(Source data)
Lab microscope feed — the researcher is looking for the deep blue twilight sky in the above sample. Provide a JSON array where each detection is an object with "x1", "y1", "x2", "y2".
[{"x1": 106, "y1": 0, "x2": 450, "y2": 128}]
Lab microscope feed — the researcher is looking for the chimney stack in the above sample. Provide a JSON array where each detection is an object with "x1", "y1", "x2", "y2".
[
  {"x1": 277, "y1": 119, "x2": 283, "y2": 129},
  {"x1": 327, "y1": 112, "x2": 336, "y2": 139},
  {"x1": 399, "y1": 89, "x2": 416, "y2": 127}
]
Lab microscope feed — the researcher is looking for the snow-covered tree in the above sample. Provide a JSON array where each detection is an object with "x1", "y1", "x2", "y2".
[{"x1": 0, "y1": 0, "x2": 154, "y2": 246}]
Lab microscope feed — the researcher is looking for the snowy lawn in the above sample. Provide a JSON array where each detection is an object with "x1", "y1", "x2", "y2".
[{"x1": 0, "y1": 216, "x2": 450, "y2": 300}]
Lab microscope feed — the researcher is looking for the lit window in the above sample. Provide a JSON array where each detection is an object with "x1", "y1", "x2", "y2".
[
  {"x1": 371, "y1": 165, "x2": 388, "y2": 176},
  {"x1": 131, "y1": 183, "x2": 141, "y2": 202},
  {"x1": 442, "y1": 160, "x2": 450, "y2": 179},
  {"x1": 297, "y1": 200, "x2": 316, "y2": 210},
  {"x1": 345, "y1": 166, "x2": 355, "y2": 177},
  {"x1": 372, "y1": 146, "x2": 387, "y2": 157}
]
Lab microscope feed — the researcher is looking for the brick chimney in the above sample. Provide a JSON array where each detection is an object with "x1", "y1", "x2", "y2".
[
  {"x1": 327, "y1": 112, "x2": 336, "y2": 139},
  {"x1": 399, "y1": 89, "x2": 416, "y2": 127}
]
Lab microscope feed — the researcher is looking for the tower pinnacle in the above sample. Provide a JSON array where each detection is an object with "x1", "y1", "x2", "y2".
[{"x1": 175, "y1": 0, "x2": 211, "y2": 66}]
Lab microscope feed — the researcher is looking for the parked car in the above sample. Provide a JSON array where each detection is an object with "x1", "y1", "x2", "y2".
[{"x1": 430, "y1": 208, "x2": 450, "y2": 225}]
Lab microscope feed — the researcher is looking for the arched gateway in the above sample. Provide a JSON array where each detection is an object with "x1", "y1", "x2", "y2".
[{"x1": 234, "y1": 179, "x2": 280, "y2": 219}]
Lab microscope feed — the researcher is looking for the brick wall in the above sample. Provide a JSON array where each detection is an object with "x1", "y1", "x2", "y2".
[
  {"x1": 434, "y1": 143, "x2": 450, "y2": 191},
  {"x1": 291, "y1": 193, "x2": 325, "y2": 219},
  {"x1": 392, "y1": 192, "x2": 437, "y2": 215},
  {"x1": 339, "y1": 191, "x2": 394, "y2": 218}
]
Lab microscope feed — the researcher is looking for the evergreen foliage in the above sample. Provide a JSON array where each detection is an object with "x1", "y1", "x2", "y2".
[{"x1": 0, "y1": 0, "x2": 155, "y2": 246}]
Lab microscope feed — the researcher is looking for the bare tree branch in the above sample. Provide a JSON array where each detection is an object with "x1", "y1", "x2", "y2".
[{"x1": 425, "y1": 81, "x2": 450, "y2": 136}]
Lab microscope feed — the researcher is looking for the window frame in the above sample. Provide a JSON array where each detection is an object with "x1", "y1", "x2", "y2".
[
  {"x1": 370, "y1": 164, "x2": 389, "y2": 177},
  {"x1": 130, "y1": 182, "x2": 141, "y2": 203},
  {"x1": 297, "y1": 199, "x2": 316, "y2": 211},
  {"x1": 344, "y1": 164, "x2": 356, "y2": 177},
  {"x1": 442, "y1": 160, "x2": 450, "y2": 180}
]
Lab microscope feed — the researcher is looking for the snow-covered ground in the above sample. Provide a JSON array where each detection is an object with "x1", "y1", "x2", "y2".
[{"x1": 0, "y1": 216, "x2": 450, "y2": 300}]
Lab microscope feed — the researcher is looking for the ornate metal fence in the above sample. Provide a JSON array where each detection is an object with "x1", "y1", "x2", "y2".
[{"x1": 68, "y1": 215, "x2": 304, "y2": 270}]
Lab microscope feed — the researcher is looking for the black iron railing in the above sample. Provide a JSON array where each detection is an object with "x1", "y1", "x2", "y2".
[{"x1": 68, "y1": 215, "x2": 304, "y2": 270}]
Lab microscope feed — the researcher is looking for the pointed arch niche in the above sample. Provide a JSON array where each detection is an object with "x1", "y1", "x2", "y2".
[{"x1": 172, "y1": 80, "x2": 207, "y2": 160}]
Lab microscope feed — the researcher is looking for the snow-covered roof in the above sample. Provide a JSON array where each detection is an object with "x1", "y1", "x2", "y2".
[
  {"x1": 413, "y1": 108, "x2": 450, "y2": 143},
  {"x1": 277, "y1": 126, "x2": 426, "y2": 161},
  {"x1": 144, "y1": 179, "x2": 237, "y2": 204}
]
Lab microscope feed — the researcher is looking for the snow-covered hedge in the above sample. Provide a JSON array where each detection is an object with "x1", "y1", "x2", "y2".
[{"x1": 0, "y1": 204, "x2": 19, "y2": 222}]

▶ _Problem statement_: Rewrite each of the rows above, substituting "Street camera feed" for every occurrence of "Lab microscope feed" and keeping everything else the same.

▶ _Expected answer_:
Street camera feed — the researcher is looking for the deep blue twilight sky in the above sample. Provide a JSON array where each detection is an object with "x1", "y1", "x2", "y2".
[{"x1": 106, "y1": 0, "x2": 450, "y2": 128}]
Street camera feed — the researcher is looking for the chimney stack in the above sample. Provide a JSON array where each detection is an object with "x1", "y1", "x2", "y2".
[
  {"x1": 277, "y1": 119, "x2": 283, "y2": 129},
  {"x1": 327, "y1": 112, "x2": 336, "y2": 139},
  {"x1": 399, "y1": 89, "x2": 416, "y2": 127}
]
Street camera feed — the researcher is looking for the snow-covered tree in the above sample. Provide a JSON array where each detection is an object with "x1", "y1", "x2", "y2".
[{"x1": 0, "y1": 0, "x2": 154, "y2": 246}]
Street camera feed — the researcher is looking for the snowy lawn in the above sample. Provide a JSON array where each detection is an object with "x1", "y1", "x2", "y2".
[{"x1": 0, "y1": 216, "x2": 450, "y2": 300}]
Street camera feed — the researcher is looking for the lit window in the above sample. Provide a JSON array where each detection is an object with "x1", "y1", "x2", "y2".
[
  {"x1": 371, "y1": 165, "x2": 388, "y2": 176},
  {"x1": 131, "y1": 183, "x2": 141, "y2": 202},
  {"x1": 442, "y1": 160, "x2": 450, "y2": 179},
  {"x1": 297, "y1": 200, "x2": 316, "y2": 210},
  {"x1": 345, "y1": 166, "x2": 355, "y2": 177},
  {"x1": 372, "y1": 146, "x2": 387, "y2": 157}
]
Street camera feed — the researcher is looking for the brick chimney in the above sample. Provide a JSON array where each detection is an object with "x1", "y1", "x2", "y2".
[
  {"x1": 327, "y1": 112, "x2": 336, "y2": 139},
  {"x1": 399, "y1": 89, "x2": 416, "y2": 127}
]
Street camera feed — the researcher is looking for the tower pinnacle in the above sample. Provide a JSON array where each detection is an object with "x1", "y1", "x2", "y2".
[{"x1": 175, "y1": 0, "x2": 211, "y2": 66}]
Street camera feed — the researcher is looking for the parked car in the above sample. Provide a JSON array where each detection is an object with "x1", "y1", "x2", "y2".
[{"x1": 430, "y1": 208, "x2": 450, "y2": 225}]
Street camera feed — the researcher is looking for the arched gateway in the above sample. Provide a JSON array where each detection is an object with "x1", "y1", "x2", "y2".
[{"x1": 234, "y1": 179, "x2": 280, "y2": 219}]
Street camera feed — the researcher is looking for the brick wall in the above sample. Provide a JSON array where each detection is an object with "x1", "y1", "x2", "y2".
[
  {"x1": 434, "y1": 143, "x2": 450, "y2": 191},
  {"x1": 291, "y1": 193, "x2": 325, "y2": 219},
  {"x1": 392, "y1": 192, "x2": 437, "y2": 215},
  {"x1": 339, "y1": 191, "x2": 394, "y2": 218}
]
Street camera feed — the researcher is looking for the evergreen foliage in the above sample. Provide a JSON array where each detection is an object with "x1", "y1", "x2", "y2".
[{"x1": 0, "y1": 0, "x2": 155, "y2": 246}]
Street camera feed — the researcher is looking for the bare tree branch in the above sample. Provide a JSON array where each detection is an object with "x1", "y1", "x2", "y2".
[{"x1": 425, "y1": 81, "x2": 450, "y2": 136}]
Street camera feed — the researcher is looking for the window frame in the above sample. Provide a JSON array where each detection is an object with "x1", "y1", "x2", "y2".
[
  {"x1": 370, "y1": 164, "x2": 389, "y2": 177},
  {"x1": 130, "y1": 182, "x2": 141, "y2": 203},
  {"x1": 297, "y1": 199, "x2": 316, "y2": 211},
  {"x1": 344, "y1": 164, "x2": 356, "y2": 177},
  {"x1": 442, "y1": 160, "x2": 450, "y2": 180}
]
Street camera feed — the researcher is looking for the snow-covered ground in the above sample. Provide a JSON array where each detection is an object with "x1", "y1", "x2", "y2".
[{"x1": 0, "y1": 216, "x2": 450, "y2": 300}]
Street camera feed — the researcher is looking for the ornate metal fence in the above sample. Provide a JSON array where each detection is an object with "x1", "y1", "x2", "y2".
[{"x1": 68, "y1": 215, "x2": 304, "y2": 270}]
Street camera feed — the researcher is looking for the black iron railing in the above sample. Provide a JSON array where each detection is an object with "x1", "y1", "x2", "y2".
[{"x1": 68, "y1": 215, "x2": 304, "y2": 270}]
Street camera feed — the researcher is looking for the pointed arch niche in the above sample. Provide a JSON array where each detection is an object with "x1", "y1", "x2", "y2".
[{"x1": 172, "y1": 80, "x2": 207, "y2": 160}]
Street camera feed — the researcher is looking for the snow-covered roof in the above sample. Provide a JSON array where each detection is an object with "x1", "y1", "x2", "y2".
[
  {"x1": 413, "y1": 108, "x2": 450, "y2": 143},
  {"x1": 277, "y1": 126, "x2": 426, "y2": 161},
  {"x1": 144, "y1": 179, "x2": 237, "y2": 204}
]
Street camera feed — the researcher is looking for the snow-covered hedge in the above sample. Provide a JSON array where each detection is an object with "x1", "y1", "x2", "y2".
[{"x1": 0, "y1": 204, "x2": 19, "y2": 222}]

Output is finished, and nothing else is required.